== TEXT PROVIDED ==
>>>>>

Basic Classification Guidelines

Thankfully, the Canadian Revenue Agency has an online guide which provides criteria to determine how to classify your workers, and the responsibilities you’ll have as an employer towards your workers, depending on whether they can be classified as self-employed or an employee. While the real difficulty is in the nitty gritty details of worker compliance, there are avenues that you can take to alleviate the burden of having to sift through all the legal documentation. For example, you have the option of requesting a ruling through the CRA, and there’s always the option of partnering with a PEO.

In terms of deciding which worker is more beneficial to your business in its current state, there are a few things to consider: If you’re a company that requires the ability to change size depending on the project (such as an IT company) then you’re going to need to adopt a business strategy which favours having a core team and a set of independent contractors. Scalability is useful in that it allows a company to be able to accept a large project opportunity and adjust resources depending on the needs of the project (i.e independent contractors). Similarly if the work is seasonal, businesses can scale down the workforce to adjust for those slow months. Other situations which might require the use of independent contractors is if there is a specialized skillset, which your business might require occasionally, but you don’t want to hire full time.

<<<<<

== RECORDS SUPPLIED ==
>>>>>

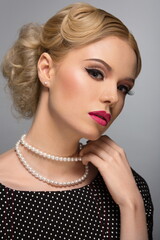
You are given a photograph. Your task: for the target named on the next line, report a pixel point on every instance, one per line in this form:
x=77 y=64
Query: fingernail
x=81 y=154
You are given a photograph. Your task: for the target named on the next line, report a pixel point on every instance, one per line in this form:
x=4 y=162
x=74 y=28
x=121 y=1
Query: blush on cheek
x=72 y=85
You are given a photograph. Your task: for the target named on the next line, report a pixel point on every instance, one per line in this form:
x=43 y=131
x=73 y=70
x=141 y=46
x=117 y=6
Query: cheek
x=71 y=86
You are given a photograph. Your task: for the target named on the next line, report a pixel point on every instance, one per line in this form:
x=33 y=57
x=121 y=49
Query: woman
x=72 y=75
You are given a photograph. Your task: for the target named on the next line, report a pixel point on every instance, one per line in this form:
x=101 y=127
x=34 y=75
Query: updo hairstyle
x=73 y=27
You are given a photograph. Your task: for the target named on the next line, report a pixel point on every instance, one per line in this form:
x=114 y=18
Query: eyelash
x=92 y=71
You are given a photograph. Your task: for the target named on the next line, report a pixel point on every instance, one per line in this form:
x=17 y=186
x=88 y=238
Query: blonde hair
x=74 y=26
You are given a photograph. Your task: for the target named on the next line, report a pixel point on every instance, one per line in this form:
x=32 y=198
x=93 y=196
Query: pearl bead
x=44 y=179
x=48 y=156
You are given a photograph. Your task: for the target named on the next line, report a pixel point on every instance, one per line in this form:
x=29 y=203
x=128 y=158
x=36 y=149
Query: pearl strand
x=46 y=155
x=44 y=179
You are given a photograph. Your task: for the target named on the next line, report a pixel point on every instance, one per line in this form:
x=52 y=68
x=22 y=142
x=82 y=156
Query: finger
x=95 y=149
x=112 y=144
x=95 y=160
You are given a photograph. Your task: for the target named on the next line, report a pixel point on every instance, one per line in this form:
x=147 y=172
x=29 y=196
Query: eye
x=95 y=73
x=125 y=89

<<<<<

== WHAT YOU NEED TO DO ==
1. Answer these about the text on worker classification:
(a) Which agency offers an online guide for classifying workers?
(b) What kind of company does the text give as an example of one that must change size depending on the project?
(c) When work is seasonal, what can businesses do during the slow months?
2. Which lines in the entries contain the string "pearl"? Copy each of them.

== COMPLETED EXERCISE ==
1.
(a) The Canadian Revenue Agency
(b) An IT company
(c) Scale down the workforce

2.
Query: pearl bead
Query: pearl strand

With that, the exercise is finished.